Objective – List every line of the items below that contains the word "plant".

[Data pulled from a collection]

= = = = =

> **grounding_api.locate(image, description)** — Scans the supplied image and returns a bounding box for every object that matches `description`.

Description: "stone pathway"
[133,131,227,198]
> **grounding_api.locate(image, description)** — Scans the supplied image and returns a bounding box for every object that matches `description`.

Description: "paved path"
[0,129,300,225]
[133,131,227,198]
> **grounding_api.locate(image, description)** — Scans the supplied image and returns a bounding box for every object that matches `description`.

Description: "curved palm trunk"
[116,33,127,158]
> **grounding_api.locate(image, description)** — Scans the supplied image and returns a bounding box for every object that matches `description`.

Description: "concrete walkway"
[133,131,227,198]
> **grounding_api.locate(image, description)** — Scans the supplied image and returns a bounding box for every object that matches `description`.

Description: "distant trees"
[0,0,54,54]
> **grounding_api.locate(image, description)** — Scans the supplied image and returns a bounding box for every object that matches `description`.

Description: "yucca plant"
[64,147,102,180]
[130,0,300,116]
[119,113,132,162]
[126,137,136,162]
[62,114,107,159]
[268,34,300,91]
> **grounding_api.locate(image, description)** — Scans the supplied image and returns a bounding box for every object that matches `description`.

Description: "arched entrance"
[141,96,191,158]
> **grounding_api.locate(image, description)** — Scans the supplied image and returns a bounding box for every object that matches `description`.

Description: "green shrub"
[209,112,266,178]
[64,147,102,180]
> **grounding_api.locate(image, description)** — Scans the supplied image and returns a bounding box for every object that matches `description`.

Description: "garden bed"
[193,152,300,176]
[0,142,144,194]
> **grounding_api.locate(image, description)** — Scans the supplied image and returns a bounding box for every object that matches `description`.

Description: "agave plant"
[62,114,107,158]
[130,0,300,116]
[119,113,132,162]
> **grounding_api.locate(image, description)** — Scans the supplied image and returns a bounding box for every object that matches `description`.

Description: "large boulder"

= = = = =

Expected output –
Description: "yucca plant"
Description: "agave plant"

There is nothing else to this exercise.